# Page text

Listen to Episode 6 of the Vigilant Voices™ podcast, You Can Help Kids with Anxiety.

Jeannine Panzera: Hello, listeners. You are listening to Vigilant Voices podcast.

Kristin Blalock: And we’re so glad to have you on this journey with us.

J: And it’s not always an easy journey because our work at CASA is hard. We meet children that may be in dark places, but we have learned that it is important to know about the challenges facing children and families to ensure that no child faces abuse, neglect, or trauma. And as you all know, that is exactly what this podcast is all about.

K: Yes. And the dark places are sometimes not just what is happening externally, but what is going on internally inside of a child’s mind. How do you help a child whose battle is inside their head?

J: This is a tough one. We are posing this question today because we want to draw attention to these struggles. And this is a great time to do it because it is Mental Health Awareness Month.

# Work task A
Answer these questions from the podcast transcript:
(i) What is the episode number of the Vigilant Voices podcast?
(ii) Where does Jeannine Panzera say the hard work takes place?
(iii) What awareness month does the transcript name?
# Work task B
Rewrite everything from "Jeannine Panzera: Hello, listeners." down to "journey with us." in the podcast transcript, switching "glad" to "happy".

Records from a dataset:

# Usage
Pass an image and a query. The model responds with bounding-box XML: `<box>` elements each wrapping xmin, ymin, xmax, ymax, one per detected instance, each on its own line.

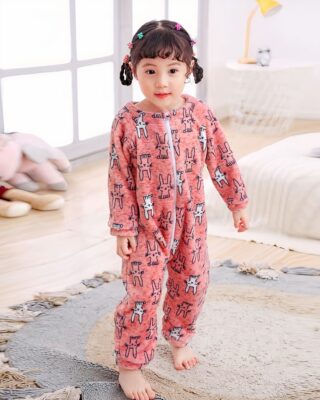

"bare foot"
<box><xmin>119</xmin><ymin>367</ymin><xmax>156</xmax><ymax>400</ymax></box>
<box><xmin>171</xmin><ymin>345</ymin><xmax>198</xmax><ymax>370</ymax></box>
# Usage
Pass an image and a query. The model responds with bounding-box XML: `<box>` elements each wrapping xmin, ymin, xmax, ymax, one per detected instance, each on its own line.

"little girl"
<box><xmin>109</xmin><ymin>20</ymin><xmax>248</xmax><ymax>400</ymax></box>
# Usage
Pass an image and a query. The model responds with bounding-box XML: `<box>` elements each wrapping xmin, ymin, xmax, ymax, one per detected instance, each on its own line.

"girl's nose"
<box><xmin>156</xmin><ymin>75</ymin><xmax>168</xmax><ymax>88</ymax></box>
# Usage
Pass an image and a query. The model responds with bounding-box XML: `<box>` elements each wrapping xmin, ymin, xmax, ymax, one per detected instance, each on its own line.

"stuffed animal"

# Exercise answer A
(i) Episode 6
(ii) At CASA
(iii) Mental Health Awareness Month

# Exercise answer B
Jeannine Panzera: Hello, listeners. You are listening to Vigilant Voices podcast.

Kristin Blalock: And we’re so happy to have you on this journey with us.